------ DATA EXTRACTS ------

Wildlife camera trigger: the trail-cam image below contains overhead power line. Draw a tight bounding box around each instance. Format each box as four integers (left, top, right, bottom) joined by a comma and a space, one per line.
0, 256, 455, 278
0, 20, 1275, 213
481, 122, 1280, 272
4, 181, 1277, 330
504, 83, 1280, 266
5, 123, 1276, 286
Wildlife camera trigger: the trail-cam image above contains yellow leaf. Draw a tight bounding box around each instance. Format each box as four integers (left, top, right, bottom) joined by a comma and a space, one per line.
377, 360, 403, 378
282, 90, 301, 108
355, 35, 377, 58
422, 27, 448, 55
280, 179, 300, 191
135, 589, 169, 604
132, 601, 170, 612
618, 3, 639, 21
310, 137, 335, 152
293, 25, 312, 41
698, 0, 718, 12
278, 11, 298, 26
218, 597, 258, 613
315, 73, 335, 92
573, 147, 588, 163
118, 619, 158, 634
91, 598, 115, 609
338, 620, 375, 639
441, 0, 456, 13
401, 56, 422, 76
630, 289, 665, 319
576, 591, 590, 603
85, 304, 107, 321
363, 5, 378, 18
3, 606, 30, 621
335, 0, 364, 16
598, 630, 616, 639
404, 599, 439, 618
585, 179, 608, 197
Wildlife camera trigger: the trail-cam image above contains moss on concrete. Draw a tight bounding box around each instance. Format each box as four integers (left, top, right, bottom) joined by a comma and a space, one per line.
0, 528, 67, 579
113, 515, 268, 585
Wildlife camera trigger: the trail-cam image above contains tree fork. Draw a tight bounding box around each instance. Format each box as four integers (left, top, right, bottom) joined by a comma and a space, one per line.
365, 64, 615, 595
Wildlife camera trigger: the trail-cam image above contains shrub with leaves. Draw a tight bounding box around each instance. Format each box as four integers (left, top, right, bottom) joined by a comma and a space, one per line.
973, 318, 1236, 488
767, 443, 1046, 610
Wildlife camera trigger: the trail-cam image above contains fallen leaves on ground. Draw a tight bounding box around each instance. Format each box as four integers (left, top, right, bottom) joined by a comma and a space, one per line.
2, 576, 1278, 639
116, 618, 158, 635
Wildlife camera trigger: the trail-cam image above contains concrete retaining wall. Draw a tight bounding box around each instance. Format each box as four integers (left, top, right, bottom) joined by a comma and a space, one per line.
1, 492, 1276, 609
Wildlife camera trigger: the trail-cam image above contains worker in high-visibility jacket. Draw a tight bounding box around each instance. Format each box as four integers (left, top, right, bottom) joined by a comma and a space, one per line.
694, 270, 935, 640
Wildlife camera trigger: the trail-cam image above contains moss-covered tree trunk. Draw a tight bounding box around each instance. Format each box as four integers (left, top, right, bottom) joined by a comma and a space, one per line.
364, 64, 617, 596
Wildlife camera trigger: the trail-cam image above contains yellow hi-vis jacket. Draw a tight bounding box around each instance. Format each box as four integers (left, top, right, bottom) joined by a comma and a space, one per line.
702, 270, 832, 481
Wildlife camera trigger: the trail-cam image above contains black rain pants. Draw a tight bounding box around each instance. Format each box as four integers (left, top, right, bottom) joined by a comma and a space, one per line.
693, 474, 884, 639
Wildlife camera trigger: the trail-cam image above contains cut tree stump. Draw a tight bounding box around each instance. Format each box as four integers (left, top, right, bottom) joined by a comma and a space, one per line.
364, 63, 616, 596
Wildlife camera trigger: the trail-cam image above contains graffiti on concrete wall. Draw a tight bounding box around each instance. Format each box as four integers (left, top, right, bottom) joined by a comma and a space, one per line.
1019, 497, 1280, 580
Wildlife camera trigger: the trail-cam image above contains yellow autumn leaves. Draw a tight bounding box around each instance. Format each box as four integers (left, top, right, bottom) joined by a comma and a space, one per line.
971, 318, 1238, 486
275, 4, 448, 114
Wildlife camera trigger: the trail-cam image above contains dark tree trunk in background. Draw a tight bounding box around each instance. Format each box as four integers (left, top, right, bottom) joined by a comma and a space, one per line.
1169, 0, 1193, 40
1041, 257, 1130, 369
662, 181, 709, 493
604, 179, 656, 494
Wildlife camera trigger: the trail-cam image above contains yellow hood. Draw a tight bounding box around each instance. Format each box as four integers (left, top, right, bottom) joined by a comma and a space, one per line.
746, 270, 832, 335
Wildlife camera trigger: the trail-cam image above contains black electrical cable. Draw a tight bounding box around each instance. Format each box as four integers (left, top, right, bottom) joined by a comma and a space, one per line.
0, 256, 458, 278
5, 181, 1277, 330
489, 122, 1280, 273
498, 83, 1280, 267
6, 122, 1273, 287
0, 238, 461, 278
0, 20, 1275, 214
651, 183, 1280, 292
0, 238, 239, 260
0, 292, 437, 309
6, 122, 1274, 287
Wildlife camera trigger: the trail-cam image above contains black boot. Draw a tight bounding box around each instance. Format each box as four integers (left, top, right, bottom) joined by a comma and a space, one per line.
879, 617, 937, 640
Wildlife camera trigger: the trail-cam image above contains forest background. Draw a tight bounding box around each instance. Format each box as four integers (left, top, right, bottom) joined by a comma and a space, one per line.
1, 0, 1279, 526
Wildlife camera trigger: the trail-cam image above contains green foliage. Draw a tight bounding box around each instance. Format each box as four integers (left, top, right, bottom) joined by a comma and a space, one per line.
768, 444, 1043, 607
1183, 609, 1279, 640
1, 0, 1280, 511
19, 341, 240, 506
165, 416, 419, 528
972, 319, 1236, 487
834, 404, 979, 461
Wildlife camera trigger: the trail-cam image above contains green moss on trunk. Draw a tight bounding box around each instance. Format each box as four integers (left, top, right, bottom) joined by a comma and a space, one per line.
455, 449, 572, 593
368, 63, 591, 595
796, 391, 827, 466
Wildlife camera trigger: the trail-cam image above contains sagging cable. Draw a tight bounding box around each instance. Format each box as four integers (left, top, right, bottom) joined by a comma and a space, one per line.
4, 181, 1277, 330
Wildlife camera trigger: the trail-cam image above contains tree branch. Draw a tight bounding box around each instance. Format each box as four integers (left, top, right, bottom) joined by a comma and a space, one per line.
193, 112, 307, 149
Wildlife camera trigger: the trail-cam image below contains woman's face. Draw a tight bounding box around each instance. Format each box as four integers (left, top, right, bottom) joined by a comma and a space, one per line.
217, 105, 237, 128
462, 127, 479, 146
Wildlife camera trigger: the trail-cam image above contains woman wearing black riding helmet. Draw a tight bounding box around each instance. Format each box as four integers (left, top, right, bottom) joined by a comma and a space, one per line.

------

WORK TO COMPLETE -
Retype the listing exactly. Leave nothing out.

SOLUTION TO THE PROBLEM -
Wildlife camera trigger: the trail-cam image below contains overhead power line. Draw a tight bounding box around each instance. Format each box as four integers (left, top, right, bottom) joined by a comma and a space, one per line.
0, 256, 455, 278
0, 20, 1275, 213
481, 122, 1280, 272
4, 181, 1277, 330
504, 83, 1280, 266
5, 123, 1276, 286
Wildlife camera trigger: the trail-cam image above contains yellow leaf. Draw a tight bounding box around each instance. Format each box as four integers (left, top, right, bottom) joined by a comma and a space, one per line.
377, 360, 403, 378
282, 90, 301, 108
355, 35, 377, 58
422, 27, 448, 55
280, 179, 300, 191
135, 589, 169, 604
132, 601, 170, 612
618, 3, 639, 21
310, 137, 335, 152
293, 25, 312, 41
698, 0, 718, 12
278, 11, 298, 26
218, 597, 258, 613
315, 73, 335, 92
573, 147, 588, 163
118, 619, 158, 634
91, 598, 115, 609
338, 620, 375, 639
441, 0, 456, 13
401, 56, 422, 76
630, 289, 665, 319
576, 591, 590, 603
85, 304, 107, 321
363, 5, 378, 18
3, 606, 30, 621
335, 0, 364, 16
598, 630, 616, 639
404, 599, 439, 618
585, 179, 608, 197
Wildlife camera trigger: the trail-cam image above contains moss on concrete. Draw a tight bounding box around each instance. Format each box as four integers (left, top, right, bottom) joined by a comma and a space, one per line.
0, 528, 67, 579
113, 515, 268, 585
Wildlife camera trigger: the trail-cam image above contains tree fork. Draw a tight bounding box around each instance. Format each box as four integers (left, top, right, bottom) joined by a comma and a space, one per line.
365, 64, 615, 595
Wildlife camera trigger: the trail-cam image above contains shrub with leaves. Draw a tight bounding box around each instance. Format each box as four integers (left, top, right, bottom) joined by a comma and a space, one per line.
973, 318, 1236, 488
767, 443, 1046, 610
Wildlife camera trigger: the trail-cam image above contains fallen leaves on ground. Draw a tight bounding box around each instance. Format each box as four integers (left, top, right, bottom) joined by a comma and a space, one per line.
2, 576, 1278, 639
116, 618, 158, 635
Wildlife camera trigger: the trail-cam image above contains concrete retaining wall. Draw a tight bounding box around each instance. Format each box as four integers (left, top, right, bottom) joined by a comma and a space, one per line.
1, 492, 1276, 609
Wildlife camera trigger: the trail-cam image above contains worker in high-visibility jacket. Draw a tight bounding box around each instance. Format each box as four integers (left, top, right, bottom) joined by a comma and a space, one per line.
694, 270, 935, 640
Wildlife camera trigger: the trail-cam image above contains moss-covered tree trunk. Draw a tight bounding box around each instance. Format each box as four integers (left, top, right, bottom) joined by a comma and a space, one per line.
364, 64, 617, 596
Wildlife camera trigger: the trail-cam image above contains yellow hi-vis jacket. Draw a tight bounding box around each instance. Format each box as four integers (left, top, right, bottom) joined by a comma and a space, one per line.
702, 270, 832, 481
Wildlife camera trigger: the trail-cam image above contains black rain pants. Draw a tight bounding box around each instance. Format each box as four integers (left, top, right, bottom) joined by a comma and a space, one per line.
693, 474, 884, 639
Wildlife camera trigger: the trail-cam image above contains cut tree stump. Draw a tight bounding box around each instance. Format each box as four integers (left, top, right, bottom) joined by a comma and a space, one per line.
364, 63, 616, 596
Wildlife camera trigger: the trail-cam image above contains graffiti on concrete wall. Draw a tight bounding box around each instance. Format each box as four integers (left, top, right, bottom) joined by a comma and a space, one per line.
1019, 497, 1280, 580
Wildlife camera trigger: the trail-cam image above contains yellow autumn leaves. Draw a tight bounding box around each instance. Format each box as four integers (left, top, right, bottom) joined by a comma and a space, one per line.
971, 318, 1238, 486
275, 4, 448, 114
Wildlife camera trigger: the trail-cam image above contains dark tree trunk in background. Draw a tight bounding box around each instance. Format each box as four integers (left, top, right, bottom) joined by a comma and a space, one per line.
1169, 0, 1193, 40
1041, 257, 1130, 369
662, 181, 709, 493
604, 179, 656, 494
Wildlife camera trigger: the trail-cam image above contains yellow hood. Draw a tight bounding box around each instance. Format each box as four integers (left, top, right, bottom) joined by a comma and a space, one per line.
746, 270, 832, 335
Wildlife camera trigger: the trail-cam image above contains black electrical cable. Draw a tight bounding box around each instance. Format each box as four integers (left, top, right, bottom) joined by a comma and a space, one per line.
0, 256, 458, 278
5, 181, 1277, 330
489, 122, 1280, 273
498, 83, 1280, 267
6, 122, 1273, 287
0, 238, 461, 278
0, 20, 1275, 214
651, 183, 1280, 292
0, 238, 239, 260
0, 292, 437, 309
6, 122, 1274, 287
Wildlife camera trigger: the trail-cam image above contains black boot. Draw a tight bounding box around each instance. Format each box as four integers (left, top, right, bottom) joined by a comma and a space, one per line.
879, 617, 937, 640
Wildlife camera trigger: the trail-cam image above contains forest background. Draw a tight bounding box around each instance. Format each box as four integers (left, top, right, bottom) joined by a comma and a space, one per line.
1, 0, 1279, 526
Wildlife camera trigger: the trail-cam image above contains green foliage. Draw a tight bounding box around each instance. Format each box as four integers (left, top, right, bottom) joined by a comma and a space, one per line.
768, 444, 1043, 607
1183, 609, 1279, 640
1, 0, 1280, 511
19, 341, 240, 506
165, 416, 419, 528
972, 319, 1236, 487
834, 404, 979, 461
Wildlife camera trigger: the trail-cam image above contains green moss on trunk. Draw a tight bounding box around each instance. Format each box as four integers (left, top, right, bottom) joined by a comma and a space, one per line.
455, 449, 572, 593
368, 63, 591, 595
796, 391, 827, 466
Wildlife camera trigger: the trail-cam image above contains sagging cable. Draw a tight bounding box around each instance. Format each box as four integers (left, top, right, bottom) joined by a comma and a space, one per line.
4, 181, 1277, 330
Wildlife camera trigger: the trail-cam image above contains tree branch. Draw a tight bounding box around each instance. Format each box as four integers (left, top, right, bottom) joined by a comma and a space, one per line.
193, 112, 307, 149
Wildlife camera trigger: the trail-cam image below contains woman's face. Draw a tight bounding box around each instance. Format each box as four integers (left, top, right, bottom) joined by a comma and a space, one per line.
217, 105, 237, 128
462, 127, 479, 146
Wildlife camera trigger: the trail-cam image above contains woman wearing black riding helmet. Draw a tight bounding box around each instance. Format each box as four integers (left, top, right, bottom) joined by a comma and a space, one per line.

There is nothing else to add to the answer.